◆ **Selection**:
Nerval's Lobster writes: Over at Dice, there's a breakdown of which tech jobs have the greatest return on investment, with regard to high starting salaries and growth potential relative to how much you need to spend on degrees and certifications. Which jobs top this particular calculation? No shockers here: DBAs, software engineers, programmers, and Web developers all head up the list, with salaries that tick into six-figure territory. How about those with the worst ROI? Graphic designers, sysadmins, tech support, and software QA testers often present a less-than-great combination of relatively little money and room for advancement, even if you possess a four-year degree or higher, unless you're one of the lucky few.

11 of 139 comments (clear)

  1. "Over at Dice" by vux984 · · Score: 4, Insightful

    "Over at Dice...[...]"

    Since when is that "somewhere else"? Any submission of news from Dice lacks any credibility... and puff piece articles like this aren't worth anyone's time at the best of time.

◆ **What you need to do**:
1 > In the tech jobs post, what reason does it give for ranking graphic designers, sysadmins, tech support, and software QA testers as having the worst return on investment? Answer in one to three sentences.
2 > Print the part of the tech jobs post starting at "Since when is" and ending at "best of time.".

◆ **Raw records**:
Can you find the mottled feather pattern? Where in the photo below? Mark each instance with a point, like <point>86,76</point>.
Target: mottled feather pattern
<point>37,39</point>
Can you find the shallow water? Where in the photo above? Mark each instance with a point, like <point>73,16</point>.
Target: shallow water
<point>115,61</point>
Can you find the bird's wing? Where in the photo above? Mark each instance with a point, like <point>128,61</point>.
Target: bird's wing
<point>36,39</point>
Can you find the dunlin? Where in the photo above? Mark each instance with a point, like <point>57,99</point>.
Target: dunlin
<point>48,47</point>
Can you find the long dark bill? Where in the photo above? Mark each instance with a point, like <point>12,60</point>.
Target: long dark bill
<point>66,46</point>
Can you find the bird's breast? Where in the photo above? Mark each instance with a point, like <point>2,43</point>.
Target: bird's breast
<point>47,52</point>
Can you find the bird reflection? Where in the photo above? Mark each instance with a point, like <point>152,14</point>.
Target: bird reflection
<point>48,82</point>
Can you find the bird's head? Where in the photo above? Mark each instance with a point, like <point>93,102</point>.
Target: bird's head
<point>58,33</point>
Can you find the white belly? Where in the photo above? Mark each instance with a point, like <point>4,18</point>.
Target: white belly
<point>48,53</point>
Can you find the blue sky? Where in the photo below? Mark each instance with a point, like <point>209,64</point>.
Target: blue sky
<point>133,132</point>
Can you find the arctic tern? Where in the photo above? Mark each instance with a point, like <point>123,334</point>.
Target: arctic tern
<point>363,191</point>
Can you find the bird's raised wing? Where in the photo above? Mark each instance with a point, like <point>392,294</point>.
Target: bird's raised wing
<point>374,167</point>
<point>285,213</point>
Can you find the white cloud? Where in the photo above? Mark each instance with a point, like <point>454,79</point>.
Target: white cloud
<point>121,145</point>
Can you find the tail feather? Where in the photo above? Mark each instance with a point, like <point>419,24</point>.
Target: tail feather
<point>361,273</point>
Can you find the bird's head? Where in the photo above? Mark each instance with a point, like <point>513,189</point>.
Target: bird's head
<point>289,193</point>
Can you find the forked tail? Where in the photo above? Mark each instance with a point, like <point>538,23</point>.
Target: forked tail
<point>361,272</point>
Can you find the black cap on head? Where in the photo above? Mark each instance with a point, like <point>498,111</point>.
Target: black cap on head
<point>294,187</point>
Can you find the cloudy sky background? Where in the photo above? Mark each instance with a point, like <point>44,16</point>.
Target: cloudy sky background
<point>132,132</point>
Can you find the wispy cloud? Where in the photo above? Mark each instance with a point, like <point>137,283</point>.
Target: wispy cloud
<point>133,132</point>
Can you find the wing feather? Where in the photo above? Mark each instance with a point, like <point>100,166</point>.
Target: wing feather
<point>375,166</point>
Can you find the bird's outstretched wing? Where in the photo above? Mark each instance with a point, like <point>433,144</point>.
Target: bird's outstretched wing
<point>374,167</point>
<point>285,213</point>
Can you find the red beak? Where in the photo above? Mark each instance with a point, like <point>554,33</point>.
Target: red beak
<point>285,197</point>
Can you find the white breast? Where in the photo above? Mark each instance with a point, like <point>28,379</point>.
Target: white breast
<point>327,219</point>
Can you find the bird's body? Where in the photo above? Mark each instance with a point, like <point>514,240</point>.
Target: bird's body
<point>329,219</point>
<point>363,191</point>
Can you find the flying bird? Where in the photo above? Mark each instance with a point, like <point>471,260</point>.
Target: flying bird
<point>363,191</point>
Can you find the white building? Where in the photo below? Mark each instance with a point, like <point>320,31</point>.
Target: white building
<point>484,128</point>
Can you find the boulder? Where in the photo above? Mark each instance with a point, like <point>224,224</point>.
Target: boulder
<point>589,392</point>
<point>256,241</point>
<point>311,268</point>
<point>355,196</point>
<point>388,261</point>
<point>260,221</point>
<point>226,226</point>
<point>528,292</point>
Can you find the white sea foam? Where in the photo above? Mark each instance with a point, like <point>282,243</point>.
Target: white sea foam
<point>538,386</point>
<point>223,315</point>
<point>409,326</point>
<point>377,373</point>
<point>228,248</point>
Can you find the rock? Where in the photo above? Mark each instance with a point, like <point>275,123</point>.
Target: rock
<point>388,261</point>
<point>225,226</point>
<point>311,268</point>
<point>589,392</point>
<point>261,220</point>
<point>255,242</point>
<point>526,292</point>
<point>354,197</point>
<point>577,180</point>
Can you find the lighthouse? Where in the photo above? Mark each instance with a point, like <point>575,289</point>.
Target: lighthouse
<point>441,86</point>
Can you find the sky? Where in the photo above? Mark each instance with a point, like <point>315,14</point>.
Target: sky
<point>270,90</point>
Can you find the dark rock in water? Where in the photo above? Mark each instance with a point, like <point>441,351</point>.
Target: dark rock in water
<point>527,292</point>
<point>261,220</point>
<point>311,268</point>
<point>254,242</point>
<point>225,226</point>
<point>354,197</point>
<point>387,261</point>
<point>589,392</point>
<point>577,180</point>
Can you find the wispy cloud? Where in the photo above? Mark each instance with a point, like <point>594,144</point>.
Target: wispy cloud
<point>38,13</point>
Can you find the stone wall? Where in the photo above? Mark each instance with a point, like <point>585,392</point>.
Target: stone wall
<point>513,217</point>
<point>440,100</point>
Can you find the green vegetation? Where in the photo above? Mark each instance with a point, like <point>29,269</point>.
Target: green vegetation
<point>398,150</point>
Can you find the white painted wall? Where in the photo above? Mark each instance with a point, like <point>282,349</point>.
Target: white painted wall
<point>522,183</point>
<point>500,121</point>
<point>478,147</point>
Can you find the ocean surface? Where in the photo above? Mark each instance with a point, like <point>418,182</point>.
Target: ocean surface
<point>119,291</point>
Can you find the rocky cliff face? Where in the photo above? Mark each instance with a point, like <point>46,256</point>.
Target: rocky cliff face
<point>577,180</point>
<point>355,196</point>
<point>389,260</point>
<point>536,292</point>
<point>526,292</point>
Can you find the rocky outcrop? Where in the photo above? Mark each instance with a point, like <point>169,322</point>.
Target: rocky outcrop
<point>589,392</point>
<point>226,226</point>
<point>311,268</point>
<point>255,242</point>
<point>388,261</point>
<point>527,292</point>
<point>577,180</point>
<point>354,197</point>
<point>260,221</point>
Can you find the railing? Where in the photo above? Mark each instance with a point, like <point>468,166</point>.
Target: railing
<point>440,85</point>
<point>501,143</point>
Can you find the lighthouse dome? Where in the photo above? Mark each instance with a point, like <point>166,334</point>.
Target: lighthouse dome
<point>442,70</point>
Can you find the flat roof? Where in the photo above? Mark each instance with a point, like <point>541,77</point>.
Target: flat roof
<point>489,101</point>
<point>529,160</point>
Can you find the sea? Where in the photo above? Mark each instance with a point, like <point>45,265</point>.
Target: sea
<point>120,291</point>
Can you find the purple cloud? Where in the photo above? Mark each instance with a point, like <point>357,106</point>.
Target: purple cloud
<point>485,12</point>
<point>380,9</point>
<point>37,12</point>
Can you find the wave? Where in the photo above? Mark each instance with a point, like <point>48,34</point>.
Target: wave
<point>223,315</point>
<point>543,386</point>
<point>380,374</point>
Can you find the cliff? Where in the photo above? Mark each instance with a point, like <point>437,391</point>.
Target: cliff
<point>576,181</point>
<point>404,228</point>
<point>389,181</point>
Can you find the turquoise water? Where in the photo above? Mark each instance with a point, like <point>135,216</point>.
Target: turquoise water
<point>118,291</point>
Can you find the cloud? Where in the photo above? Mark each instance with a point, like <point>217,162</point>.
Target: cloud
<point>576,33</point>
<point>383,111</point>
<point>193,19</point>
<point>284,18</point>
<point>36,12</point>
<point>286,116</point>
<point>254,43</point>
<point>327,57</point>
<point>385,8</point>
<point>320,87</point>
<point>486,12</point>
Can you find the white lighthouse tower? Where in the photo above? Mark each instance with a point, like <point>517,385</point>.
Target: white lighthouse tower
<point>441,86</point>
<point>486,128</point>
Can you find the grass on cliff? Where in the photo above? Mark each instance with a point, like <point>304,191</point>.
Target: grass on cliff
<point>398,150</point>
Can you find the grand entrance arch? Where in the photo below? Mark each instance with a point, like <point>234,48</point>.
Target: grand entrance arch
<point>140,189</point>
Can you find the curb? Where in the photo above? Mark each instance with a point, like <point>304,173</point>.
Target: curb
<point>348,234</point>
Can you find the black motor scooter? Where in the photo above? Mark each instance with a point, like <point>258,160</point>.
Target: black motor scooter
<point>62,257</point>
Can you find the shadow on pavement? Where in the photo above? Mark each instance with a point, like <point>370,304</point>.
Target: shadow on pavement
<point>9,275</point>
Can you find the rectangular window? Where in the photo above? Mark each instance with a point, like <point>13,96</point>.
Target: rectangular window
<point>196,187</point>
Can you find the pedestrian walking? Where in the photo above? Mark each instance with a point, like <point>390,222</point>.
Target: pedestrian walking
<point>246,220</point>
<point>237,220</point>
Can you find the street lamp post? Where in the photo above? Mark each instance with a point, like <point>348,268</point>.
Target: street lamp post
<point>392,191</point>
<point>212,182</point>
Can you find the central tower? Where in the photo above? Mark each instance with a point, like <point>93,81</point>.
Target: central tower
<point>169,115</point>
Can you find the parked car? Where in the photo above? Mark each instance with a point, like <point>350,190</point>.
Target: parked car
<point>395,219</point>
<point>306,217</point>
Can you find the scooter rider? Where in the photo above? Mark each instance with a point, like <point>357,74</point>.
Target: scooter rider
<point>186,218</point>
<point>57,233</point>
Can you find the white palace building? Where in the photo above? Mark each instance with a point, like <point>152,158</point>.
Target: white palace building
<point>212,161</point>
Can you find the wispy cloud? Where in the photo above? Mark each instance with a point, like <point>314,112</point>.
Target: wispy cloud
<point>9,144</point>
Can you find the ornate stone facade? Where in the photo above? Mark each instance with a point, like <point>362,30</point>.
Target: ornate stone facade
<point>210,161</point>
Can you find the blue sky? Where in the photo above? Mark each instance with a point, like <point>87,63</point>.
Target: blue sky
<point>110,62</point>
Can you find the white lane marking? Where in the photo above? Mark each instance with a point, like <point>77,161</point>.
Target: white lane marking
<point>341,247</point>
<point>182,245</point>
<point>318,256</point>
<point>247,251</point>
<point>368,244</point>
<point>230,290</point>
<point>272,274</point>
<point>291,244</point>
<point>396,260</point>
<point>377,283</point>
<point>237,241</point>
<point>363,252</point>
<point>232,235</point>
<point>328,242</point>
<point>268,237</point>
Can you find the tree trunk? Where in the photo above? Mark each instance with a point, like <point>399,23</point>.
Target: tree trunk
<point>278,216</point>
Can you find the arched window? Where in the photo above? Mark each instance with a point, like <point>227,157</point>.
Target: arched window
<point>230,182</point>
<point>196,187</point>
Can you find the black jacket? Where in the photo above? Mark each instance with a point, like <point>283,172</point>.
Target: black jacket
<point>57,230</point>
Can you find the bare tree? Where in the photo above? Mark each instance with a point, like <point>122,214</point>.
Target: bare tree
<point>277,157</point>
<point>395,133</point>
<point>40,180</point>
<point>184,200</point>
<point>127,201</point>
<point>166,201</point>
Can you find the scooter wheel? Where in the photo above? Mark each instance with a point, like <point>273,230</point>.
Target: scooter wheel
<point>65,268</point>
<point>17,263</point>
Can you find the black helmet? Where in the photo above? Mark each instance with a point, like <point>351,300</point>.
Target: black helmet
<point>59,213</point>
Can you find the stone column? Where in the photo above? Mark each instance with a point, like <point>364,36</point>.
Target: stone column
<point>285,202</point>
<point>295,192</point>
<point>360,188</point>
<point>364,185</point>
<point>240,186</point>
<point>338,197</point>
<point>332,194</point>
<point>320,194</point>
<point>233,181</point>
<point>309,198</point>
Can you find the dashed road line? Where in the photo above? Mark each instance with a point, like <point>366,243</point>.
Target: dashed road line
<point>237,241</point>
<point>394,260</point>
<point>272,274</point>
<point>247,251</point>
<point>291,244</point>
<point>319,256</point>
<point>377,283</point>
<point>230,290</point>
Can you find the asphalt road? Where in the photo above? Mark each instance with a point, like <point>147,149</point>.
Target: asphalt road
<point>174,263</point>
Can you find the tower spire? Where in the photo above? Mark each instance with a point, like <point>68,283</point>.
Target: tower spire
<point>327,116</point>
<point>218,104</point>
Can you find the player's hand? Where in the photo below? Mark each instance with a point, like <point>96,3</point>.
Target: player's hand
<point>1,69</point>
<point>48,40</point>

◆ **Solutions in order**:
1 > These jobs often offer a less-than-great combination of relatively little money and little room for advancement. This is true even for people with a four-year degree or higher, unless they are among the lucky few.

2 >
Since when is that "somewhere else"? Any submission of news from Dice lacks any credibility... and puff piece articles like this aren't worth anyone's time at the best of time.